— TEXT TO READ —

------------------------------------------------------------

The Jefferson National Expansion Memorial is a memorial to Thomas Jefferson's role in opening the West, to the pioneers who helped shape its history, and to Dred Scott who sued for his freedom in the Old Courthouse. The Jefferson National Expansion Memorial consists of the Gateway Arch, and St. Louis' Old Courthouse. Tram ride are available for a fee to the top of the Gateway Arch offering a stunning view of the St. Louis skyline and Mississippi River.
The Old Courthouse features three exhibit galleries highlighting the Nation's Westward Expansion, and two historic courtrooms showcasing important civil rights decisions.
The Gateway Arch is the result of a nation-wide competition in 1947-48 in which architect Eero Saarinen's design for a 630-foot stainless steel arch was chosen as a perfect monument to the spirit of the western pioneers. Construction of the Arch began in 1963, and was completed on October 28, 1965, for a total cost of less than $15 million.

------------------------------------------------------------

— DATA BLOCK —
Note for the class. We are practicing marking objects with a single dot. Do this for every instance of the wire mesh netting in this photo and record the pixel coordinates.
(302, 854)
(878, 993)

------------------------------------------------------------

Print the passage on the Jefferson National Expansion Memorial in full, word for word. The listing has no connection to the passage on the Jefferson National Expansion Memorial.

The Jefferson National Expansion Memorial is a memorial to Thomas Jefferson's role in opening the West, to the pioneers who helped shape its history, and to Dred Scott who sued for his freedom in the Old Courthouse. The Jefferson National Expansion Memorial consists of the Gateway Arch, and St. Louis' Old Courthouse. Tram ride are available for a fee to the top of the Gateway Arch offering a stunning view of the St. Louis skyline and Mississippi River.
The Old Courthouse features three exhibit galleries highlighting the Nation's Westward Expansion, and two historic courtrooms showcasing important civil rights decisions.
The Gateway Arch is the result of a nation-wide competition in 1947-48 in which architect Eero Saarinen's design for a 630-foot stainless steel arch was chosen as a perfect monument to the spirit of the western pioneers. Construction of the Arch began in 1963, and was completed on October 28, 1965, for a total cost of less than $15 million.